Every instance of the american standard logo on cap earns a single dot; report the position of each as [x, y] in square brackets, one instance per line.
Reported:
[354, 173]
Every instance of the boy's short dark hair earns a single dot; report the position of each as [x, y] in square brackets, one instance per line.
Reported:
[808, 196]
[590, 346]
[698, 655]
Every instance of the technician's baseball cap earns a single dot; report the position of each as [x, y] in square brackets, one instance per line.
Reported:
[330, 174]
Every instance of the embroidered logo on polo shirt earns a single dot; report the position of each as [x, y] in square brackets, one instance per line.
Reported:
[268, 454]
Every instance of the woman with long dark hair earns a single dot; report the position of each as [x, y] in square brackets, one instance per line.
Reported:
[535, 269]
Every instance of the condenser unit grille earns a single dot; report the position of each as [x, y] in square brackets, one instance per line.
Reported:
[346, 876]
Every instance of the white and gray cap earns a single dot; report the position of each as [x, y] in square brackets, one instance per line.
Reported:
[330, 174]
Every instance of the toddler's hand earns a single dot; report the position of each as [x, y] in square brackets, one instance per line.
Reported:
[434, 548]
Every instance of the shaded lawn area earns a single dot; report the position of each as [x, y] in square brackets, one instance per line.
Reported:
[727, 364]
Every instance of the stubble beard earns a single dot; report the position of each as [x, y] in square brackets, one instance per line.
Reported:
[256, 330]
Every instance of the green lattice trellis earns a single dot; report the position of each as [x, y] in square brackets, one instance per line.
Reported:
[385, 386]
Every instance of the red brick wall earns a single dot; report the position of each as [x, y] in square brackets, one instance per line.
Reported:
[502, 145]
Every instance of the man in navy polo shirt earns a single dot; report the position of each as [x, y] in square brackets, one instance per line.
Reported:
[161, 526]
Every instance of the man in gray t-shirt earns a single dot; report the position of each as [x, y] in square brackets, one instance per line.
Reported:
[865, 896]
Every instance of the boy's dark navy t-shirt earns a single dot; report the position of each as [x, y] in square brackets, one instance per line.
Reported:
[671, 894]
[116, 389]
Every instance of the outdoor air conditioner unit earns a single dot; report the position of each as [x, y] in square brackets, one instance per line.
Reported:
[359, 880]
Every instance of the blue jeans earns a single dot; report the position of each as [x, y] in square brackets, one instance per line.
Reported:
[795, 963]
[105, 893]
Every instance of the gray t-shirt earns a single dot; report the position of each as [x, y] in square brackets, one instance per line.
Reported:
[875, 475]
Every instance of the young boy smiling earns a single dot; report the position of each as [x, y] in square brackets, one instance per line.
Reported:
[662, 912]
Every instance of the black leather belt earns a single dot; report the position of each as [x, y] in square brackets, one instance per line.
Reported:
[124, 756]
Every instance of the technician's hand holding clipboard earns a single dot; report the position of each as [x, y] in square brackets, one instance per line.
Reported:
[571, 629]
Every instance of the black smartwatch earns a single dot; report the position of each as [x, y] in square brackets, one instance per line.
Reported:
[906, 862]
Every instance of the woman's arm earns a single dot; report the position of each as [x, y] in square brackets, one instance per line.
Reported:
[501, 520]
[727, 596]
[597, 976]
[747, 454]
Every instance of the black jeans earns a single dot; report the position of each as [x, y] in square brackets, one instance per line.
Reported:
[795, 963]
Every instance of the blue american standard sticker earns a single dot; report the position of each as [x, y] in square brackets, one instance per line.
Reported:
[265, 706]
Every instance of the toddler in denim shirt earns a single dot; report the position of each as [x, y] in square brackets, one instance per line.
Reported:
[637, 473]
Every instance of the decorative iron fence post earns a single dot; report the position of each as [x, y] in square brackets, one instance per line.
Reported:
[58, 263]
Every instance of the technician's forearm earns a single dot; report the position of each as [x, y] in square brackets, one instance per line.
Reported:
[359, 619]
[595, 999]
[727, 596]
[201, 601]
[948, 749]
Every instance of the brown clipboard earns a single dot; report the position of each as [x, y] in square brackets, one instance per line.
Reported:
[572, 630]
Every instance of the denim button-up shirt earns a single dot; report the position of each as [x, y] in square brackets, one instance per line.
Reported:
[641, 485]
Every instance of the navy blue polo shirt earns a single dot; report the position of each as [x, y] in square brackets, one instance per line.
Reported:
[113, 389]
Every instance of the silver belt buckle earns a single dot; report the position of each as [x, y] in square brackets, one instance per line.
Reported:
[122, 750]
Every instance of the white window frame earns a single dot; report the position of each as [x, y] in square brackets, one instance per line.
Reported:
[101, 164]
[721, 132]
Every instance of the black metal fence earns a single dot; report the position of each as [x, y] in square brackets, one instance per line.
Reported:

==*==

## EXERCISE REQUIREMENTS
Copy the listing again from the line with "Every instance of the brown" up to and including its last line, switching "clipboard" to "notebook" and changing nothing else.

## REPLY
Every instance of the brown notebook earns a single dot; report the position of each as [x, y] in square brackets, one instance per line.
Reported:
[572, 630]
Every instance of the denim button-up shirt earns a single dot; report the position of each as [x, y] in square brackets, one instance per line.
Reported:
[641, 485]
Every instance of the navy blue polo shirt earns a single dot; report the position of each as [x, y] in square brackets, one instance per line.
Reported:
[113, 389]
Every instance of the silver belt buckle earns a single dot; report the position of each as [x, y] in square brackets, one instance per line.
Reported:
[122, 750]
Every instance of the white window frame earns a single dot; report the position of each as [x, y] in square brackets, one instance per line.
Reported:
[101, 164]
[721, 132]
Every instance of the black metal fence earns a single dot; report the position of each as [x, y] in square brackets, one instance per line.
Reported:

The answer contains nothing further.